DESCRIPTION OF THE TASK:
Produce a verbatim copy of the entries listed below.

Dataset entries:
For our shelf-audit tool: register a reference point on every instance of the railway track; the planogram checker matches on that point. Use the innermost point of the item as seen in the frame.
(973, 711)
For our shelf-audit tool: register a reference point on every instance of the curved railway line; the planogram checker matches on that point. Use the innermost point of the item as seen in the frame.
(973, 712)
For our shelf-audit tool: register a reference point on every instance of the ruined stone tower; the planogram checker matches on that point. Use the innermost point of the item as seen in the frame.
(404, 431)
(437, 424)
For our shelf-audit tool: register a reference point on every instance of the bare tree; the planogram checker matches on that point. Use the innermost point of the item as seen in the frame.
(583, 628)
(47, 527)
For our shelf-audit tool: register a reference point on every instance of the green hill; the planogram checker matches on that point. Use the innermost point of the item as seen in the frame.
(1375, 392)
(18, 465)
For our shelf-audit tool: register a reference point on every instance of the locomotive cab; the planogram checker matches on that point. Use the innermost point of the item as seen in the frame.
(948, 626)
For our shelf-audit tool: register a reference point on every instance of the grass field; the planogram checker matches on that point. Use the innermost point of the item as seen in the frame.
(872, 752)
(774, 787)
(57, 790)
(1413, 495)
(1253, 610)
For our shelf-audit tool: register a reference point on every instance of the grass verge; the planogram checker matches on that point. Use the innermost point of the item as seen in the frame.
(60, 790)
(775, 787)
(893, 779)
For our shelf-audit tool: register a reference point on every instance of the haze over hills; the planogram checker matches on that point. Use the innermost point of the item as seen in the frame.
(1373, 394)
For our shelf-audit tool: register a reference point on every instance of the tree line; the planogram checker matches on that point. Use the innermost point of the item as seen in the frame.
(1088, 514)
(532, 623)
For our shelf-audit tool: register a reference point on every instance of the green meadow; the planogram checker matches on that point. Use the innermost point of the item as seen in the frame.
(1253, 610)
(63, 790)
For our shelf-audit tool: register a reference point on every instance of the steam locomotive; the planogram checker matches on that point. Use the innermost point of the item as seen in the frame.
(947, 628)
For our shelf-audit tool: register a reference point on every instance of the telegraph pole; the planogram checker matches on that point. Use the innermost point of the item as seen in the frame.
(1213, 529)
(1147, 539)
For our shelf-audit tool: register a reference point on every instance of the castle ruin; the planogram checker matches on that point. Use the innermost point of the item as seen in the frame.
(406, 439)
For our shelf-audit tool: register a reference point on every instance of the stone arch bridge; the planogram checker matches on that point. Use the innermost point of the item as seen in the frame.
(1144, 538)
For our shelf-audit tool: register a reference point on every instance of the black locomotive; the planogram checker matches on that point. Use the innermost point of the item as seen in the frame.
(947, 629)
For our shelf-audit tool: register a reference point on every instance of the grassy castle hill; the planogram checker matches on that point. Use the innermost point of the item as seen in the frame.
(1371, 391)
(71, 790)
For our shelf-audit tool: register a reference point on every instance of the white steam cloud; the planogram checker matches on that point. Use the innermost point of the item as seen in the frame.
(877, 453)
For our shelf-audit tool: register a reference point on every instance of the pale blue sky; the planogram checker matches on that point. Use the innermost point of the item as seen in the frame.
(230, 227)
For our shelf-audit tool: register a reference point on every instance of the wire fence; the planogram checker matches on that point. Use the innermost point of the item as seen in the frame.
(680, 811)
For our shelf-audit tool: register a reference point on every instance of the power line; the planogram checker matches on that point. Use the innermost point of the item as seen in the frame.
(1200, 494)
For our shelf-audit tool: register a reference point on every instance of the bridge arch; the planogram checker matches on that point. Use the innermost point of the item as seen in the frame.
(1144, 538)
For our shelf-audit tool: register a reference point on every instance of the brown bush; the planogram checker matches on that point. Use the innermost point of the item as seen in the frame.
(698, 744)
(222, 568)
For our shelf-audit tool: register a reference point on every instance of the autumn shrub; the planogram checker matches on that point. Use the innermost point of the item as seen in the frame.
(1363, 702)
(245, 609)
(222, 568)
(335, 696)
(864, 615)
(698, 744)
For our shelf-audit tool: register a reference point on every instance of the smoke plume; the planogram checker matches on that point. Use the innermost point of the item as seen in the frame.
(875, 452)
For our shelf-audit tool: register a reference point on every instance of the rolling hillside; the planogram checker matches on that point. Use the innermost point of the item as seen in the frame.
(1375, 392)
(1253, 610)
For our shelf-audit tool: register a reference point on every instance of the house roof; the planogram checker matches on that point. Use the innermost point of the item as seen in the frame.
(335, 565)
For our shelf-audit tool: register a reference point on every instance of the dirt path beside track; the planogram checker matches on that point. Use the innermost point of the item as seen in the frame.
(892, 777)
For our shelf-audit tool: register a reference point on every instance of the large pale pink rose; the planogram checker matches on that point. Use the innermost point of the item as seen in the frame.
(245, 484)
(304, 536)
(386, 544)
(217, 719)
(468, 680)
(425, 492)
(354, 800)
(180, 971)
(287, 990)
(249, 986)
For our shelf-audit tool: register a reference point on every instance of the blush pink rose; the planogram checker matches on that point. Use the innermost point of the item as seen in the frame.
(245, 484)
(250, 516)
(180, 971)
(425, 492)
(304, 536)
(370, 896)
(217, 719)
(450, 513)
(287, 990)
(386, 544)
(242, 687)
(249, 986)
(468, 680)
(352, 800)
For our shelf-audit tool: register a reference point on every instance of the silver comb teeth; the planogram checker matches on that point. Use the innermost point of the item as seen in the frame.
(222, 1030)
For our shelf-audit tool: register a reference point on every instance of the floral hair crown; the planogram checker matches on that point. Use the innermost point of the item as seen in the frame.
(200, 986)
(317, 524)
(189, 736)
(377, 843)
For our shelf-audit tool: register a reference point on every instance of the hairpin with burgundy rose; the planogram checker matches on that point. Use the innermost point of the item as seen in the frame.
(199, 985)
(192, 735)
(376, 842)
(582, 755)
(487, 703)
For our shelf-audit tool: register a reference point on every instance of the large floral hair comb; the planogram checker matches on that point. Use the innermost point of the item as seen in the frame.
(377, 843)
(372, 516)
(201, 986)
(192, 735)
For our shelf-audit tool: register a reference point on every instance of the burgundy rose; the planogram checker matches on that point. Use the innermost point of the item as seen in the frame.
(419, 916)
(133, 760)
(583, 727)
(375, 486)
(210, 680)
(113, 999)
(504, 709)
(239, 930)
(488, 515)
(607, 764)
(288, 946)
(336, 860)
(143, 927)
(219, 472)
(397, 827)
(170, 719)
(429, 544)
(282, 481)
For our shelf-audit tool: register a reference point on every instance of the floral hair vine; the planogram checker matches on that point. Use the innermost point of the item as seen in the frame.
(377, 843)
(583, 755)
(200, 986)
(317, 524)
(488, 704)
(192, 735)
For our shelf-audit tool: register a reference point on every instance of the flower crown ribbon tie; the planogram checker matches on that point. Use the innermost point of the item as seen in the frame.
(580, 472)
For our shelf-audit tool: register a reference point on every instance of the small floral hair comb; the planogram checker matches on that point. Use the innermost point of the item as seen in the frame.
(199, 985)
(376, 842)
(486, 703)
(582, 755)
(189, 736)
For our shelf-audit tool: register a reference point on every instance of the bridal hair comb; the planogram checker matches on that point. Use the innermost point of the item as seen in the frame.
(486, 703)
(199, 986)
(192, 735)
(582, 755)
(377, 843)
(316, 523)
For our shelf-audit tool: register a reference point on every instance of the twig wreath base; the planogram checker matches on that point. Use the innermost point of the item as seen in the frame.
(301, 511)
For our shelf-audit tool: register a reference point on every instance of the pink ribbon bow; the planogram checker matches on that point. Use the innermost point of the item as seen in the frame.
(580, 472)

TASK RESPONSE:
For our shelf-audit tool: register a reference point on every instance of the railway track; the planogram checker matches on that point. Use the innermost point of the item as seen in the frame.
(973, 711)
For our shelf-audit tool: register a reference point on every instance of the curved railway line; the planogram checker matches on that point. Use the innermost point of the item as seen in the frame.
(973, 712)
For our shelf-audit tool: register a reference point on every instance of the ruined stone tower; the planogram checker matches on that point. Use the innermost point of the item as seen in the frame.
(404, 431)
(437, 424)
For our shelf-audit tool: register a reference point on every instance of the bare tree; the planogram checker matches on that point. Use the innermost point of the item as seen in the frame.
(583, 628)
(47, 527)
For our shelf-audit tool: register a reference point on every instance of the green hill; the planogram checker matches on that point. Use the innermost point of the item as seen in the frame.
(1375, 392)
(18, 465)
For our shelf-audit tool: register a reference point on every instance of the locomotive cab; the planogram checker matches on that point. Use the innermost point of the item as seen in the frame.
(948, 626)
For our shelf-audit tool: register a reference point on every instance of the grass field; the planogram checker matches on that point. Use the innermost point of the item as seen in the frame.
(872, 752)
(774, 787)
(57, 790)
(1413, 495)
(1253, 610)
For our shelf-audit tool: register a reference point on every instance of the grass verge; the planogram checker matches on that point. Use the innermost point of the item as seen in the frame.
(60, 790)
(775, 787)
(893, 779)
For our shelf-audit tool: register a reference point on every instance of the haze over hills; the planogram checker matches on that point. Use the innermost point of the item as seen in the frame.
(1373, 394)
For our shelf-audit tool: register a reference point on every instance of the tree line; the planogram checker matches on that point. Use the innermost point of the item as seen in the frame.
(1088, 514)
(532, 623)
For our shelf-audit tool: register a reference point on every instance of the green meadow; the planogram checker matches on that point. Use the innermost point of the item as seen in the frame.
(1253, 610)
(63, 790)
For our shelf-audit tool: register a reference point on every instance of the steam locomotive; the planogram checker matches on that point. Use the innermost point of the item as seen in the frame.
(947, 628)
For our shelf-audit tool: register a reference point on every instance of the telegraph pole; the planogram checker matches on that point. Use the innermost point of the item as seen in the frame.
(1213, 529)
(1147, 539)
For our shelf-audit tool: register a reference point on every instance of the castle ruin; the planogram checker matches on that point. Use the innermost point of the item as seen in the frame.
(406, 439)
For our shelf-audit tool: register a reference point on every instance of the stone arch bridge; the planogram checker matches on that point. Use the innermost point of the item as seen in the frame.
(1144, 538)
For our shelf-audit tool: register a reference point on every instance of the black locomotive; the planogram checker matches on that point. Use the innermost point of the item as seen in the frame.
(947, 629)
For our shelf-audit tool: register a reference point on every instance of the grassy castle hill; the planogram checker matches on that point. Use the innermost point of the item as seen in the frame.
(1371, 391)
(71, 790)
For our shelf-audit tool: register a reference point on every instance of the white steam cloud; the planogram checker matches on that point. Use the innermost point of the item as seen in the frame.
(877, 453)
For our shelf-audit tool: register a reference point on every instance of the pale blue sky; the planogram checker matches on that point. Use the innermost point of the item as seen in the frame.
(230, 227)
For our shelf-audit tool: register a reference point on every instance of the wire fence; the planogram checker matches on that point. Use the innermost point of the item as seen in the frame.
(680, 811)
For our shelf-audit tool: register a reference point on every instance of the power line; the planogram checker matches on that point. Use the innermost point of the item as seen in the frame.
(1200, 494)
For our shelf-audit tool: register a reference point on every instance of the bridge arch; the planogram checker matches on that point. Use the innermost point of the item as seen in the frame.
(1144, 538)
For our shelf-audit tool: register a reference point on every instance of the brown bush; the planogram checker matches on that point. Use the innermost point of the item as seen in the frame.
(698, 744)
(222, 568)
For our shelf-audit tool: register a reference point on every instance of the autumn shrub; the planogram checker matches on that point. Use the innermost point of the item as seen in the frame.
(1363, 702)
(245, 609)
(222, 568)
(335, 696)
(864, 615)
(698, 744)
For our shelf-audit tool: register a reference point on every instance of the smoke plume; the planogram checker matches on that point. Use the innermost point of the item as seen in the frame.
(875, 452)
For our shelf-audit tool: register a reference point on every instance of the rolling hillside; the planogram checker matches on that point. Use the innermost point of the item as seen in the frame.
(1375, 392)
(1253, 610)
For our shelf-audit tool: register a reference point on every instance of the house roof; the planogram checker matches on that point. Use the innermost point of the item as seen in the frame.
(335, 565)
For our shelf-audit tool: register a reference point on every instance of the dirt path beside track; the planogram checker matches on that point. Use the innermost point of the item as seen in the frame.
(892, 777)
For our shelf-audit tool: register a reference point on every instance of the large pale pink rose; the planogram checker matches on that point. Use the innermost point of the item as seen in the frame.
(245, 484)
(304, 536)
(386, 544)
(217, 719)
(468, 680)
(425, 492)
(354, 800)
(180, 971)
(287, 990)
(249, 986)
For our shelf-audit tool: register a reference point on every instance of the blush pink rose; the planogram checker matches on that point. Use the innermost point of the item as seen in the frame.
(245, 484)
(250, 516)
(180, 971)
(425, 492)
(304, 536)
(370, 896)
(217, 719)
(450, 513)
(287, 990)
(386, 544)
(242, 687)
(249, 986)
(468, 680)
(352, 800)
For our shelf-audit tool: register a reference point on every instance of the silver comb teeth; the planogram checker matches on that point. Use the innermost point of the item as seen in the frame.
(222, 1030)
For our shelf-audit tool: register a reference point on every instance of the floral hair crown; the planogram checker matches on that point. Use the innermost point of the item as seen in the frame.
(200, 986)
(317, 524)
(189, 736)
(377, 843)
For our shelf-audit tool: register a reference point on every instance of the hairpin with burgundy rose; the planogram checker matches on that point. Use the innermost point of the item as seen in the frame.
(199, 985)
(192, 735)
(376, 842)
(582, 755)
(487, 703)
For our shelf-audit tool: register a reference point on every instance of the large floral hair comb; the planogram checker matches on that point. Use the innermost point of the item as seen in the frame.
(377, 843)
(372, 516)
(201, 986)
(192, 735)
For our shelf-audit tool: register a reference point on every instance of the burgundy rose; the planogram checker matches on that point. Use the innermost point of the item as seen in the frame.
(419, 916)
(133, 760)
(583, 727)
(375, 486)
(210, 680)
(113, 999)
(504, 709)
(239, 930)
(488, 515)
(607, 764)
(288, 946)
(336, 860)
(143, 927)
(219, 472)
(397, 827)
(170, 719)
(429, 544)
(282, 481)
For our shelf-audit tool: register a reference point on every instance of the floral hair vine; the planogram checker matches on that point. Use the innermost point of the item as seen in the frame.
(377, 843)
(583, 755)
(200, 986)
(317, 524)
(488, 704)
(192, 735)
For our shelf-audit tool: register a reference point on every instance of the flower crown ribbon tie; the planogram checker matches on that point. Use the innermost point of the item as seen in the frame.
(580, 472)
For our shelf-audit tool: register a reference point on every instance of the small floral hair comb; the planogram checker matches on that point. Use the innermost point of the item as seen in the frame.
(199, 985)
(376, 842)
(486, 703)
(582, 755)
(189, 736)
For our shelf-audit tool: register a reference point on every instance of the bridal hair comb; the planogram checker matches on that point. Use the innermost point of the item as seen in the frame.
(486, 703)
(199, 986)
(192, 735)
(582, 755)
(377, 843)
(316, 523)
For our shelf-audit tool: register a reference point on every instance of the twig wreath base; the planogram checker matches on that point. Use the innermost point of the item as seen in the frame.
(301, 511)
For our shelf-audit tool: register a reference point on every instance of the pink ribbon bow; the planogram checker matches on that point. Use the innermost point of the item as seen in the frame.
(580, 472)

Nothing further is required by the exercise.